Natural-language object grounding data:

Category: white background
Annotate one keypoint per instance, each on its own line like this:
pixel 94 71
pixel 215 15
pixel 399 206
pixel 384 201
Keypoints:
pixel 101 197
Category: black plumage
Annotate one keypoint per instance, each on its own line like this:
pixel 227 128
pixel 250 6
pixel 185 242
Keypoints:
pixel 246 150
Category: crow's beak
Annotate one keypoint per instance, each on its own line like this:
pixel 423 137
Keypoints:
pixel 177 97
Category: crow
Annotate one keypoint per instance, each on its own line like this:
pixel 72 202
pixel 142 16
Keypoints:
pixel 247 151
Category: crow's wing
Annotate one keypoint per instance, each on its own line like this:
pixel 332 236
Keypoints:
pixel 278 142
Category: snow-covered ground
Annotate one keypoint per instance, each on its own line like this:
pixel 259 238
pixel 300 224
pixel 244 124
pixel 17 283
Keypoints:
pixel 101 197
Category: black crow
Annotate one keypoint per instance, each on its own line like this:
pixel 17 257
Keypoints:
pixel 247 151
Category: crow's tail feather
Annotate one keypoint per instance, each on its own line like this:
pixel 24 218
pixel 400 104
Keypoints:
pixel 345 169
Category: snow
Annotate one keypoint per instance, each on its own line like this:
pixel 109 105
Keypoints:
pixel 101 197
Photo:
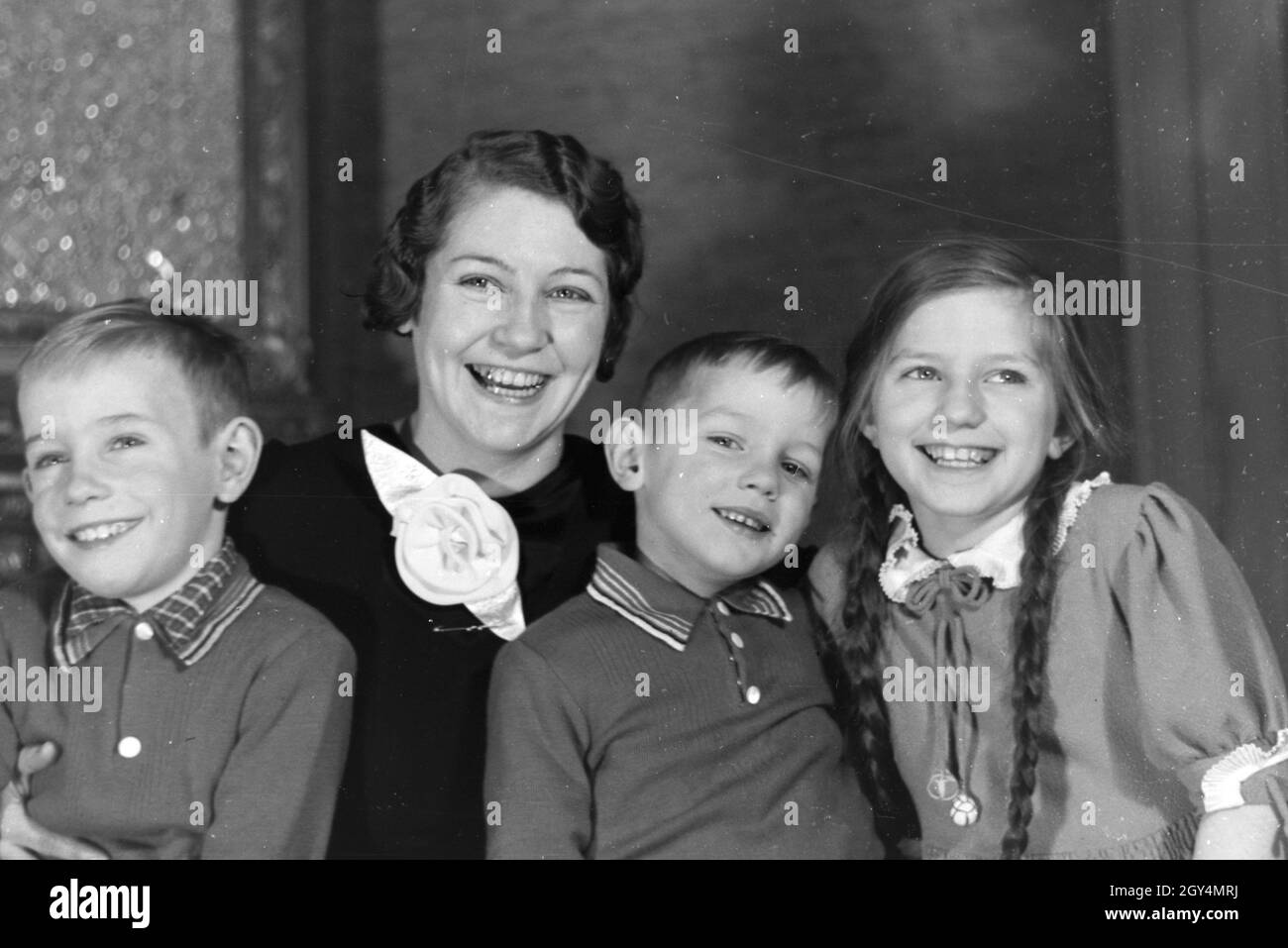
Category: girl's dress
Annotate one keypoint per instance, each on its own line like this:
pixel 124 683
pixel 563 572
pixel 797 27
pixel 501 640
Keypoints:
pixel 1162 698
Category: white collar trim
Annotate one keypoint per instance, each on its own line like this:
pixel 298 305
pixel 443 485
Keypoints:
pixel 996 557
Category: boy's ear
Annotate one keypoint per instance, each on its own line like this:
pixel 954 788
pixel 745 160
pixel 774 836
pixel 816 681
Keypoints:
pixel 239 445
pixel 623 450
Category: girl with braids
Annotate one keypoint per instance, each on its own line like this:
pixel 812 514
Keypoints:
pixel 1054 666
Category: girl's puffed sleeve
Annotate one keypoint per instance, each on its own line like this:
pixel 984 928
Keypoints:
pixel 1211 693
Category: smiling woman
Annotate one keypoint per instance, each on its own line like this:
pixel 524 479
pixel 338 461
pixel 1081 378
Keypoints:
pixel 510 268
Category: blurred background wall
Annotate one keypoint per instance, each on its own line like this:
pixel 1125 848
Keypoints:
pixel 768 168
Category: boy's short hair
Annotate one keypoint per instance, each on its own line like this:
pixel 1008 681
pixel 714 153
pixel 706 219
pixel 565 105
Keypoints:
pixel 211 360
pixel 670 377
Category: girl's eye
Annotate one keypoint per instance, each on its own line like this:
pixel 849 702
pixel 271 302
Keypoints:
pixel 1010 376
pixel 48 460
pixel 571 292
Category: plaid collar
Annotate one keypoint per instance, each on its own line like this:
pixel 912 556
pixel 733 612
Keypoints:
pixel 188 621
pixel 665 609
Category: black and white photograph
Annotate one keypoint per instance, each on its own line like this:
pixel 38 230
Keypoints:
pixel 644 429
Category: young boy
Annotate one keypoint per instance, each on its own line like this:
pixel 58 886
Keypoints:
pixel 198 712
pixel 678 707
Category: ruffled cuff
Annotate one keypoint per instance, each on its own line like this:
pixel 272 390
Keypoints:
pixel 1248 775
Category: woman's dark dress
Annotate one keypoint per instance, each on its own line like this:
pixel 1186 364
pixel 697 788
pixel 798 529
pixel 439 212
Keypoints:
pixel 313 524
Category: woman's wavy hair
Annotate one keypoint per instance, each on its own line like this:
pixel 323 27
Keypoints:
pixel 945 265
pixel 555 166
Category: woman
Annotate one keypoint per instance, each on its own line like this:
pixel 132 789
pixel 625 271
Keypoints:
pixel 510 268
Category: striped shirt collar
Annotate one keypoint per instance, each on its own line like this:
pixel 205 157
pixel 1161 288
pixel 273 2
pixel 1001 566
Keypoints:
pixel 665 609
pixel 188 622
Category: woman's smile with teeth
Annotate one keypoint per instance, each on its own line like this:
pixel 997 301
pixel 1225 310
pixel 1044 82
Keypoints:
pixel 101 531
pixel 506 380
pixel 745 519
pixel 949 456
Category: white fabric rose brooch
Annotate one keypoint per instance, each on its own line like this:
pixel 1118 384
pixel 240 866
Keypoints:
pixel 452 544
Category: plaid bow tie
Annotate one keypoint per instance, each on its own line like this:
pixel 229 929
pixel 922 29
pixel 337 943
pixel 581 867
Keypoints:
pixel 178 621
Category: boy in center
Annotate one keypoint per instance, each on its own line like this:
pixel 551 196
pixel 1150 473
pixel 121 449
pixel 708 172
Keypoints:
pixel 678 707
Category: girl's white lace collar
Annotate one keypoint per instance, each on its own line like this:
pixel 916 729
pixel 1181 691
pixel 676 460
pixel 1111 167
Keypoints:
pixel 996 557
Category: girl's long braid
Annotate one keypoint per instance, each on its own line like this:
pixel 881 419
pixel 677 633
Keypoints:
pixel 861 646
pixel 1029 639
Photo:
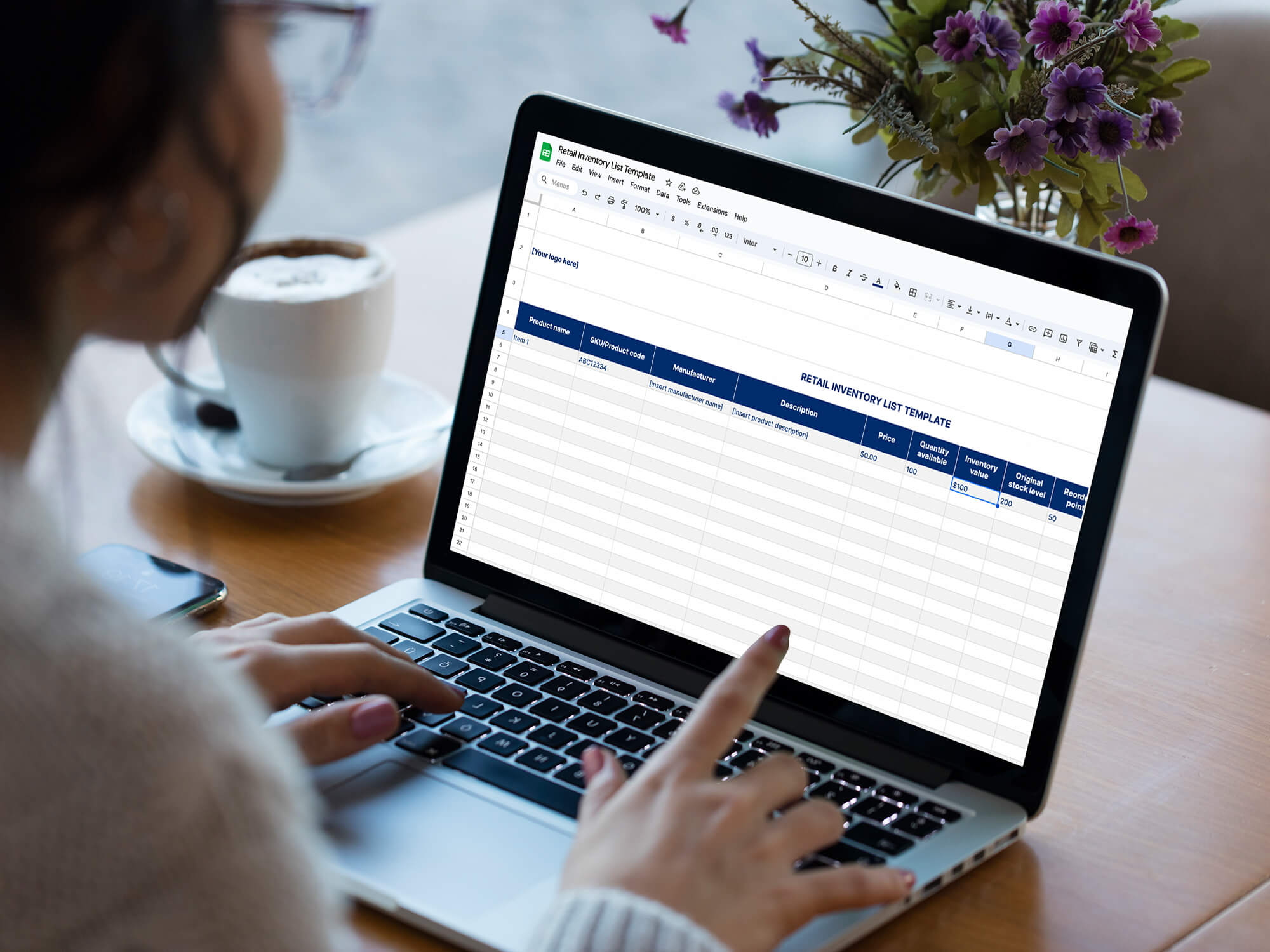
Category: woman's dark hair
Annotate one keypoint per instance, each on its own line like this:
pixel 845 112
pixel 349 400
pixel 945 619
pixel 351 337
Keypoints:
pixel 92 89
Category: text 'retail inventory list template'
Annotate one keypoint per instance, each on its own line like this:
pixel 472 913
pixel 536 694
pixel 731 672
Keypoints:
pixel 712 413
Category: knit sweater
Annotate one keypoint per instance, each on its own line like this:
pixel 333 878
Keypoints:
pixel 144 808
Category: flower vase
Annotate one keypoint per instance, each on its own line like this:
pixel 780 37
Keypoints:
pixel 1010 208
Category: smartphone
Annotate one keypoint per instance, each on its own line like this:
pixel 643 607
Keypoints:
pixel 150 586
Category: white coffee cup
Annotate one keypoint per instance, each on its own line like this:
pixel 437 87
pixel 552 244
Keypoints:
pixel 299 374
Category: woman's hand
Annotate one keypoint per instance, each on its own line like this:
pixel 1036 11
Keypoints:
pixel 289 659
pixel 712 850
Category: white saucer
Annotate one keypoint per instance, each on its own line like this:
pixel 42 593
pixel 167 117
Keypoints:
pixel 217 458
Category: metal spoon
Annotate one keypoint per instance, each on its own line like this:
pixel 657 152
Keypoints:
pixel 312 473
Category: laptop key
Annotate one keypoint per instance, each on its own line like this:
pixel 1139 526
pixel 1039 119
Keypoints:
pixel 552 710
pixel 518 695
pixel 492 658
pixel 877 838
pixel 426 718
pixel 667 731
pixel 502 642
pixel 918 826
pixel 457 644
pixel 481 706
pixel 836 794
pixel 603 703
pixel 860 781
pixel 901 797
pixel 465 729
pixel 846 854
pixel 504 744
pixel 538 656
pixel 655 701
pixel 515 780
pixel 540 760
pixel 411 628
pixel 477 680
pixel 591 725
pixel 641 718
pixel 877 810
pixel 388 638
pixel 529 673
pixel 572 775
pixel 815 764
pixel 629 739
pixel 549 736
pixel 445 666
pixel 566 687
pixel 939 812
pixel 515 722
pixel 432 615
pixel 618 687
pixel 429 744
pixel 576 671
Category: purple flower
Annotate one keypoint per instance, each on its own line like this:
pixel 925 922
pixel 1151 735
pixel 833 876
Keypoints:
pixel 1055 29
pixel 1137 27
pixel 674 29
pixel 1111 135
pixel 1130 234
pixel 957 43
pixel 736 110
pixel 1075 93
pixel 763 63
pixel 999 40
pixel 1070 139
pixel 763 114
pixel 1022 149
pixel 1161 125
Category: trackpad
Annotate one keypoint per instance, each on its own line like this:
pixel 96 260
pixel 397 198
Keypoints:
pixel 441 850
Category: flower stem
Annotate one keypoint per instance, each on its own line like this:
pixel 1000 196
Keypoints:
pixel 1125 192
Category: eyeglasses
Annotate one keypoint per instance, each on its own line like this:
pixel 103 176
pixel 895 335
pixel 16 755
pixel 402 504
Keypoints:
pixel 317 46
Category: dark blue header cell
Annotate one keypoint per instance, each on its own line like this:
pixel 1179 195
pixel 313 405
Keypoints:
pixel 1028 484
pixel 1069 498
pixel 981 469
pixel 549 326
pixel 934 454
pixel 618 348
pixel 815 414
pixel 694 374
pixel 887 439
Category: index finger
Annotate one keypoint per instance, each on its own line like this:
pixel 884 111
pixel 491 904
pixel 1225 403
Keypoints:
pixel 728 704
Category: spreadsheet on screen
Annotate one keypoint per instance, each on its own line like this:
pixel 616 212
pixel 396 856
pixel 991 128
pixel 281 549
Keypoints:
pixel 712 413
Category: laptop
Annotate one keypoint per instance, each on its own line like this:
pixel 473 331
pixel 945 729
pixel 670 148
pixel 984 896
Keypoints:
pixel 707 393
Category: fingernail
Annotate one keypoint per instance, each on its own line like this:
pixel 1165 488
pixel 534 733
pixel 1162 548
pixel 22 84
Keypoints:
pixel 779 638
pixel 374 719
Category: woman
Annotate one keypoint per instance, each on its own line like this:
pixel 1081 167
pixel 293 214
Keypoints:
pixel 143 807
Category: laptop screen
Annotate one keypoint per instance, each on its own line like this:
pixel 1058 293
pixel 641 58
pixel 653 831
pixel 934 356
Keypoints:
pixel 713 413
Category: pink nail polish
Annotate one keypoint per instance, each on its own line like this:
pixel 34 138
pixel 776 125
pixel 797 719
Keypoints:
pixel 374 719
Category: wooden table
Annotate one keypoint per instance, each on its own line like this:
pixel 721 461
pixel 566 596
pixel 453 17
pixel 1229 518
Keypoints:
pixel 1158 833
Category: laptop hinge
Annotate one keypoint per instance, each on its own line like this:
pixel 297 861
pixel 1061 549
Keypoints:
pixel 693 681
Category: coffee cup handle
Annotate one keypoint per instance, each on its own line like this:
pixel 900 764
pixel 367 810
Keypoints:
pixel 218 395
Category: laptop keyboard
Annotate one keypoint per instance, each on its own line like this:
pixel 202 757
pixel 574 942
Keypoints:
pixel 530 715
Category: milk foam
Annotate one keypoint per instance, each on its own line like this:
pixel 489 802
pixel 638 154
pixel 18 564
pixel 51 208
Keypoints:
pixel 299 280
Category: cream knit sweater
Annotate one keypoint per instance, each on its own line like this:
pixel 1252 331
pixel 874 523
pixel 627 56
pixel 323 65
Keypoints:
pixel 144 808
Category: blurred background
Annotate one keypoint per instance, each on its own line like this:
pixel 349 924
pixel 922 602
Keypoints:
pixel 427 124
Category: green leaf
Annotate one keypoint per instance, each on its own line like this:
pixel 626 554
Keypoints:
pixel 979 124
pixel 1184 70
pixel 1066 219
pixel 932 63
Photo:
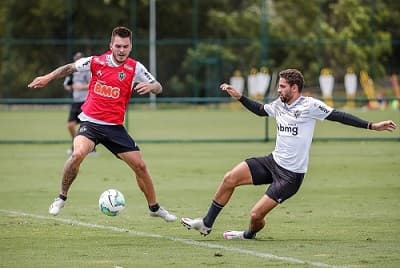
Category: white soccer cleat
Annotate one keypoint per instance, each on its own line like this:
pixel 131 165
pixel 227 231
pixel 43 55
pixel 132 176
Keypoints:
pixel 196 224
pixel 163 213
pixel 56 206
pixel 234 235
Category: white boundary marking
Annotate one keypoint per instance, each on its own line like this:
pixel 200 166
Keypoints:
pixel 176 239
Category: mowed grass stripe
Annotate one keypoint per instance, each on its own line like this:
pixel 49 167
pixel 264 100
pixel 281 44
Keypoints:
pixel 176 239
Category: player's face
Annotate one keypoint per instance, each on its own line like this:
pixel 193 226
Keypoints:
pixel 286 92
pixel 120 48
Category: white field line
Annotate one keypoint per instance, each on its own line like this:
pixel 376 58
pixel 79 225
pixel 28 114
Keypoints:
pixel 176 239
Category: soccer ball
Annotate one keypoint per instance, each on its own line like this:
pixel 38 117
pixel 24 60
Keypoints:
pixel 111 202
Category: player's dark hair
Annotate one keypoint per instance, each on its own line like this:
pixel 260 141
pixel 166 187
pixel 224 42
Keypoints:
pixel 293 77
pixel 121 32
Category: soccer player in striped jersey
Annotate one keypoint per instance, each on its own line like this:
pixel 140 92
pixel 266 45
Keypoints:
pixel 114 78
pixel 285 167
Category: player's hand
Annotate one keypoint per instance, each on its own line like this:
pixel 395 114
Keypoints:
pixel 388 125
pixel 230 90
pixel 144 88
pixel 39 81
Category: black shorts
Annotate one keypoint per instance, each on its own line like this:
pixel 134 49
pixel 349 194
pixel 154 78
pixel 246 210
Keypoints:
pixel 114 137
pixel 74 112
pixel 283 183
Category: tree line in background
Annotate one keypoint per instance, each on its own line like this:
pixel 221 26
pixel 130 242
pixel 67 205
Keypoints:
pixel 200 43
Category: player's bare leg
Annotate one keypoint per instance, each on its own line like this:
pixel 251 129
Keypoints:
pixel 82 146
pixel 135 161
pixel 239 175
pixel 257 219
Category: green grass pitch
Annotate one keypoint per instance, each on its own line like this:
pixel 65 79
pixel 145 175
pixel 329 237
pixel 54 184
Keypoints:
pixel 346 213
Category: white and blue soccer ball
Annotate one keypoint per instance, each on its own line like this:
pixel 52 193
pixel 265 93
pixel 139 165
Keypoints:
pixel 111 202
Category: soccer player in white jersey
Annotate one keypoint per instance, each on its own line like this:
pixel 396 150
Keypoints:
pixel 285 167
pixel 114 78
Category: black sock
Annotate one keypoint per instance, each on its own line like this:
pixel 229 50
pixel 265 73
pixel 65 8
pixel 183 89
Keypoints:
pixel 154 208
pixel 249 234
pixel 212 214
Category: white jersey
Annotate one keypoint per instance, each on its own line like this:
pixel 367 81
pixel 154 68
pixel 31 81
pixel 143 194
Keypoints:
pixel 295 129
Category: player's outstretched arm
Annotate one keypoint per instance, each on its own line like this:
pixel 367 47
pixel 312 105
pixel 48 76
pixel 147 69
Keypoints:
pixel 252 105
pixel 60 72
pixel 231 91
pixel 351 120
pixel 388 125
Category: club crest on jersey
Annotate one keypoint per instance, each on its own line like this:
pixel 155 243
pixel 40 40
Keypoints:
pixel 296 113
pixel 121 76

**WORK ORDER**.
Which lines of the records above contain the word "flower"? Report each one.

**RESPONSE AREA**.
Category: flower vase
Category: purple flower
Category: flower stem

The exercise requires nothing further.